Requests:
• A. From the forum question about scraping LinkedIn, list every HTML tag name in the XPath selector quoted in the error message.
• B. In the forum question about scraping LinkedIn, write out the text starting with "I am new to" and going on through "could I change?", swapping "struggle" for "hassle".

Passage given:
□ □ □ □
3

I am new to web development and scraping in general and I am trying to challenge myself by scrape websites like LinkedIn. Since they have embers and dynamically changing ids it is a bit more struggle to scrape properly.

I am trying to scrape the "experience section" of a LinkedIn profile by looking using the following code:

experience = driver.find_element_by_xpath('//section[@id = "experience-section"]/ul/li[@class="position"]')

the driver got the entire Linkedin profile webpage. I would like to have all the position under the "experience-section". The error message is:

Unable to locate element: {"method":"xpath","selector":"//section[@id = "experience-section"]/ul/li/div[@class="position"]"}

I am able to scrape other stuff on Linkedin, but the experience section is a big struggle for me. Is the xpath wrong? if yes, what could I change?
□ □ □ □
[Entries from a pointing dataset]
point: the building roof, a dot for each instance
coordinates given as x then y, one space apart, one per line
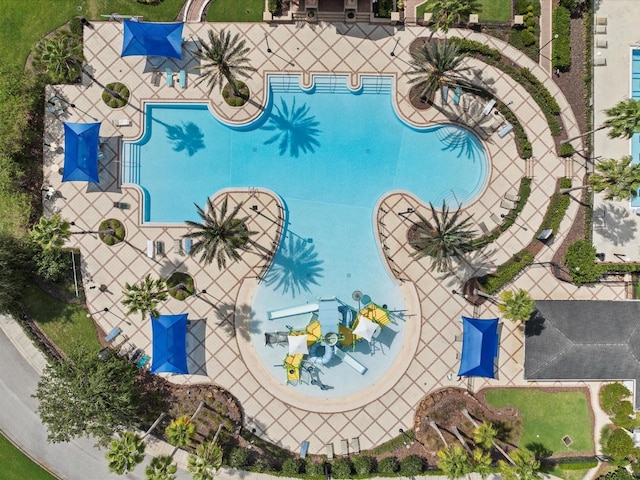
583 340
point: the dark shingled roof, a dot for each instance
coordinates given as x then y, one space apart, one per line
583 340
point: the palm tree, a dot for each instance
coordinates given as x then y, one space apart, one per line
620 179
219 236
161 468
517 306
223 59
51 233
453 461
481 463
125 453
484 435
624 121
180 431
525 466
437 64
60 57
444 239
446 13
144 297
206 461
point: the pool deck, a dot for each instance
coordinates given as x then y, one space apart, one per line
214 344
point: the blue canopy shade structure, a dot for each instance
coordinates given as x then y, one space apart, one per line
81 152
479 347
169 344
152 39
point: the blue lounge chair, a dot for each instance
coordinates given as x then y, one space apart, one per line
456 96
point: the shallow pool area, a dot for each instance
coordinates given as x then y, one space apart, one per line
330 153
□ □ □ □
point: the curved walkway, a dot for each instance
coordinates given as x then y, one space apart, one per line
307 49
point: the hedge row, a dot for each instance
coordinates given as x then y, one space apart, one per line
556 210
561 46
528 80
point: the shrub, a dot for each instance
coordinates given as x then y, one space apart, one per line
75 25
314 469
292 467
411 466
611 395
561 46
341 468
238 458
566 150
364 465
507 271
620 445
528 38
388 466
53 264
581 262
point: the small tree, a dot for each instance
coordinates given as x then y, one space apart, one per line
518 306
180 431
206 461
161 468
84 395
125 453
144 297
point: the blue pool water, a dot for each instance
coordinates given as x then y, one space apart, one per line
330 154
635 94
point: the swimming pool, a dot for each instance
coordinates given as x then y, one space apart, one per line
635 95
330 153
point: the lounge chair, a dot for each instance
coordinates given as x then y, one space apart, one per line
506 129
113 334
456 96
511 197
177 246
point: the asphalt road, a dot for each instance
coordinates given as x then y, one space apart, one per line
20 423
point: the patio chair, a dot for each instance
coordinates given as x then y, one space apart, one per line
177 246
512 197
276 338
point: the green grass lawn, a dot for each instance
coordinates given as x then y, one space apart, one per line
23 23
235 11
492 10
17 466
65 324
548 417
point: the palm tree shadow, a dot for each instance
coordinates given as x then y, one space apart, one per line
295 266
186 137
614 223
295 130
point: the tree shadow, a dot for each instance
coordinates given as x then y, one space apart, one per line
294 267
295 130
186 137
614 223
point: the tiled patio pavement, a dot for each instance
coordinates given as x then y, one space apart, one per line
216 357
□ □ □ □
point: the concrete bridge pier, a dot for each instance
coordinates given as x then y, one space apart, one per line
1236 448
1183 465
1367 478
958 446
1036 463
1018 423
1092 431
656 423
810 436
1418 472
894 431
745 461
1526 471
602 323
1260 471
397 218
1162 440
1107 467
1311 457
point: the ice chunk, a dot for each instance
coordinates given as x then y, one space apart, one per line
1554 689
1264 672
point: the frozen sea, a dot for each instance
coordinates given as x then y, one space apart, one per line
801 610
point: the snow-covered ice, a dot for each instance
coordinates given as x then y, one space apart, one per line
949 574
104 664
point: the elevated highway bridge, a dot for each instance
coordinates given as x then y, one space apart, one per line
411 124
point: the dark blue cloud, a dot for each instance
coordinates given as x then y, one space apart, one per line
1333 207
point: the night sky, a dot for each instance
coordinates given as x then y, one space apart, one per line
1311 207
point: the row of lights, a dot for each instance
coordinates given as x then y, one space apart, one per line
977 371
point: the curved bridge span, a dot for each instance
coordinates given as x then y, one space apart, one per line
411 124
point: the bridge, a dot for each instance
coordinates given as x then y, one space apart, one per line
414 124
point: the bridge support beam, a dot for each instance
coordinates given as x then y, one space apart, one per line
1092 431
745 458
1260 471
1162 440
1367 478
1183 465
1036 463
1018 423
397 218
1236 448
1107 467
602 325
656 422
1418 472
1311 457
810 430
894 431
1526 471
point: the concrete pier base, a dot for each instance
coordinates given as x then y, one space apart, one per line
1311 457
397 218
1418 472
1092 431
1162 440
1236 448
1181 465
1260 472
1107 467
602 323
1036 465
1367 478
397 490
□ □ □ □
Solutions below:
• A. section, ul, li, div

• B.
I am new to web development and scraping in general and I am trying to challenge myself by scrape websites like LinkedIn. Since they have embers and dynamically changing ids it is a bit more hassle to scrape properly.

I am trying to scrape the "experience section" of a LinkedIn profile by looking using the following code:

experience = driver.find_element_by_xpath('//section[@id = "experience-section"]/ul/li[@class="position"]')

the driver got the entire Linkedin profile webpage. I would like to have all the position under the "experience-section". The error message is:

Unable to locate element: {"method":"xpath","selector":"//section[@id = "experience-section"]/ul/li/div[@class="position"]"}

I am able to scrape other stuff on Linkedin, but the experience section is a big hassle for me. Is the xpath wrong? if yes, what could I change?